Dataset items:

════════════════════

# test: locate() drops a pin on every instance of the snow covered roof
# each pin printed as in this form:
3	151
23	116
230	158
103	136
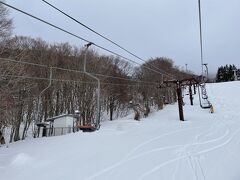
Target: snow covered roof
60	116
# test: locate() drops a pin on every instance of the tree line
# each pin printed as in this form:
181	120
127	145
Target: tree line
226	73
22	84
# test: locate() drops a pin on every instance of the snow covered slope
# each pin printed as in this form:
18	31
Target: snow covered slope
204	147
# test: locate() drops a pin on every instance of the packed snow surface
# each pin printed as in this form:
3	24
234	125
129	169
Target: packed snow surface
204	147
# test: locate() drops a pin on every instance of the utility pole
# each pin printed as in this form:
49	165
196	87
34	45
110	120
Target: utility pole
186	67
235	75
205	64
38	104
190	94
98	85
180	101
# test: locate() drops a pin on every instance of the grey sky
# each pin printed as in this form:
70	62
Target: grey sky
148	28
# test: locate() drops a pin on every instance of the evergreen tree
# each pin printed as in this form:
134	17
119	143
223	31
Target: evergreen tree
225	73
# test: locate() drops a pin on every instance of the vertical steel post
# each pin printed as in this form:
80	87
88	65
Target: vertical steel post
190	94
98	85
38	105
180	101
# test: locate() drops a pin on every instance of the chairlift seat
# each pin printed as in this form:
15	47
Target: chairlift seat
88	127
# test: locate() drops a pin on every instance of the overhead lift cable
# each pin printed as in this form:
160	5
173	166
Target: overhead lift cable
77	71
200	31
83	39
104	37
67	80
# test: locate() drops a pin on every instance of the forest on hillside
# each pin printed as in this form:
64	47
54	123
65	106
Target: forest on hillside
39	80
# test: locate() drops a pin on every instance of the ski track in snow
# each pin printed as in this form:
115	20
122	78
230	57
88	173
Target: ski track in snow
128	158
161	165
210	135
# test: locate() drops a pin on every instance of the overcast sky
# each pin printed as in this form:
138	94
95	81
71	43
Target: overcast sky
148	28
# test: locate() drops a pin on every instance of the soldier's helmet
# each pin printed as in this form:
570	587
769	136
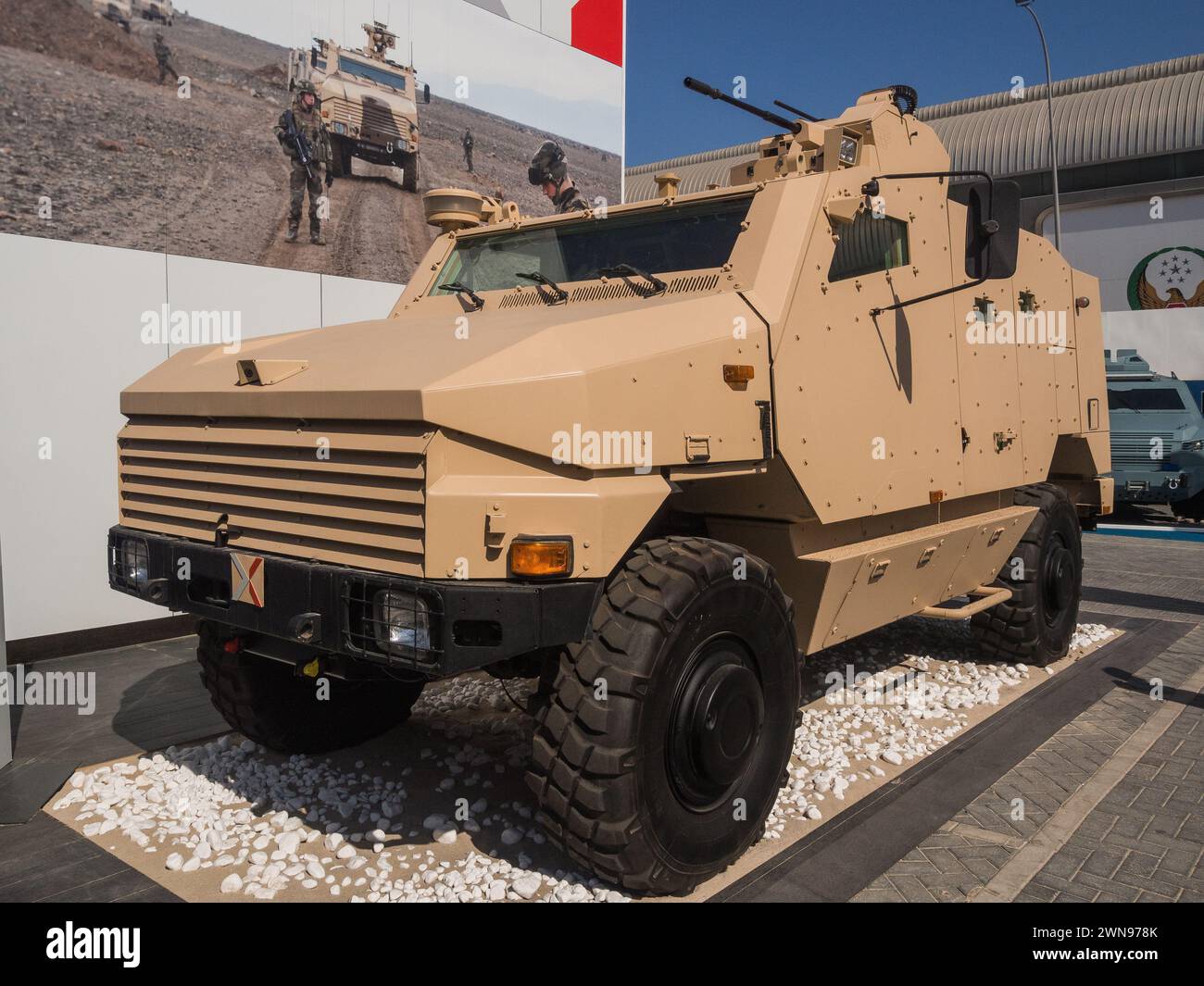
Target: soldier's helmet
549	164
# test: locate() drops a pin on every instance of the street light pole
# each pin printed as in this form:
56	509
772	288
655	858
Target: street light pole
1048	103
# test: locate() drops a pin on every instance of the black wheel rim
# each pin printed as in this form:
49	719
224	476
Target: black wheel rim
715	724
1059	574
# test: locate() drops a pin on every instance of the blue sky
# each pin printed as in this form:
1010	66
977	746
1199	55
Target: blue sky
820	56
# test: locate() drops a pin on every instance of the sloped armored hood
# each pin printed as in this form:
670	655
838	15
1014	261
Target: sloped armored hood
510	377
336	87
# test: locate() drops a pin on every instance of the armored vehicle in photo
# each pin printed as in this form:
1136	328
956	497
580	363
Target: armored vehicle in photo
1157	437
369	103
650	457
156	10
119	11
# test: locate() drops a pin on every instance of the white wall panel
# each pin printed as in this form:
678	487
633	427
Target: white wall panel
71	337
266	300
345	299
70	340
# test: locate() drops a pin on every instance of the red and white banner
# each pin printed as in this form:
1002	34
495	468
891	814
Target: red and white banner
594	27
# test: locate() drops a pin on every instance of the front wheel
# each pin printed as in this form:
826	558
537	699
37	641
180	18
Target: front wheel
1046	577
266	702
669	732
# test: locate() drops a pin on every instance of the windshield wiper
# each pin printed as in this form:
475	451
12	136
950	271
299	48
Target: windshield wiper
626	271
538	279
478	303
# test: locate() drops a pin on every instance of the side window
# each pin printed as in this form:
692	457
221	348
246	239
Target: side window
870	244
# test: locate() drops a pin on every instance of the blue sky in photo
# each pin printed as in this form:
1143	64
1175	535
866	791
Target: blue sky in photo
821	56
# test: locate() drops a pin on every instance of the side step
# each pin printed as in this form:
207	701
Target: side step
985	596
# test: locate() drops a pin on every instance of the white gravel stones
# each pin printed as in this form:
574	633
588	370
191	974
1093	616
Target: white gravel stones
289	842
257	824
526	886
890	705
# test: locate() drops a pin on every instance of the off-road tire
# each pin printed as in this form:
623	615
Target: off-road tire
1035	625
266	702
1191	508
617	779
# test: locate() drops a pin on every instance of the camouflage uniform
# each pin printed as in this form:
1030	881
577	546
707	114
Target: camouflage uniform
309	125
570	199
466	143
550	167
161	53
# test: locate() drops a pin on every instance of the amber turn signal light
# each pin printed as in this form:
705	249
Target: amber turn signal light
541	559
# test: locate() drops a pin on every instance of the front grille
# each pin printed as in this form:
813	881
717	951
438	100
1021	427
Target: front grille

════════════════════

Reproduce the records from the line with "the off-road tire" through the end of the records, requests included, and offset every coordinate in the answers by -11.

# test: locate() drops a pin on every instance of the off-road tire
# each pin printed as in this form:
623	615
Target: off-road tire
1024	614
255	691
1180	497
606	768
# test: locate() drops a pin on every instance of the camouflage uniform
# each pin printed as in this form:
1030	881
577	546
707	114
Target: camouflage uniform
298	114
559	188
455	132
539	156
150	42
# test: locate() drops a pin on every instance of the amber turn signal light
# each pin printed as in this form:
705	249
Target: amber turn signal light
530	548
# test: locate() drops a pin on every instance of the front grille
# each pin printed as in this form:
813	881
717	951
438	100
1021	427
Target: front grille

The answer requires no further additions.